[Data records]
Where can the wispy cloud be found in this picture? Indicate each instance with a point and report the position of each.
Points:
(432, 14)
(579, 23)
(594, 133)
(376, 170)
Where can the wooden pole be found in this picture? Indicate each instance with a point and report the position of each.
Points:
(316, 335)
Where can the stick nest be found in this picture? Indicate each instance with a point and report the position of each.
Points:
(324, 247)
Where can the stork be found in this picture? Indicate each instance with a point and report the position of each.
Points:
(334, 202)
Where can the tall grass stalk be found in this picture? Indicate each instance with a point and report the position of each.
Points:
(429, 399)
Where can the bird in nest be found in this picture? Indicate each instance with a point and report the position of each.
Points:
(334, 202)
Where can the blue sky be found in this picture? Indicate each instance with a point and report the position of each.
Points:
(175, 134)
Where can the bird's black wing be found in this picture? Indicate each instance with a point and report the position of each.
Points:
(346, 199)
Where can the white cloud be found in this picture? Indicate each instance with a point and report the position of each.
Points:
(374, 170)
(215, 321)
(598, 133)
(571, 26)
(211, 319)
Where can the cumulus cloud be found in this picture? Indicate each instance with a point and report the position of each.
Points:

ASSIGNED TASK - Which lines should be output? Exactly those from the first line of the data through the line containing "Where can the stork", inclusive.

SOLUTION FOR THIS PROBLEM -
Where can the wispy cloud be found in this picture? Indicate each instance with a point and report the position of each.
Points:
(432, 14)
(579, 23)
(594, 133)
(376, 170)
Where can the wooden pole be found in this picture? Indicate each instance with a point and report the position of each.
Points:
(316, 335)
Where can the stick nest be found in this picture? Indicate each instance with a point and report the position of each.
Points:
(324, 247)
Where can the stork be found in this picture? Indicate each instance with a point and report the position of each.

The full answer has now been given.